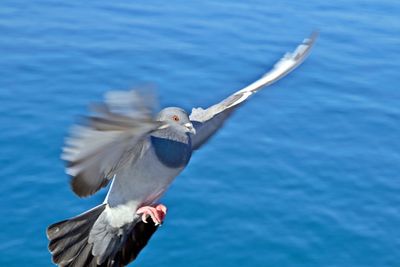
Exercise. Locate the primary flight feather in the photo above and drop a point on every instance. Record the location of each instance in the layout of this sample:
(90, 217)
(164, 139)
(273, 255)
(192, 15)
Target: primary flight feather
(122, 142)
::::::
Task requirements:
Put the data above into a Markdown table with the columns Row and Data line, numbering each line and skipping any blank ones. Leave the pictures out of the table.

Answer to this task:
| Row | Data line |
|---|---|
| 1 | Exercise. Locate the primary flight feather in the photo above and drop a point on every instance. Record the location of each instance in the layout of this sample: |
| 2 | (90, 217) |
| 3 | (164, 139) |
| 4 | (273, 255) |
| 5 | (192, 15) |
| 6 | Target: primary flight feather |
| 7 | (122, 142) |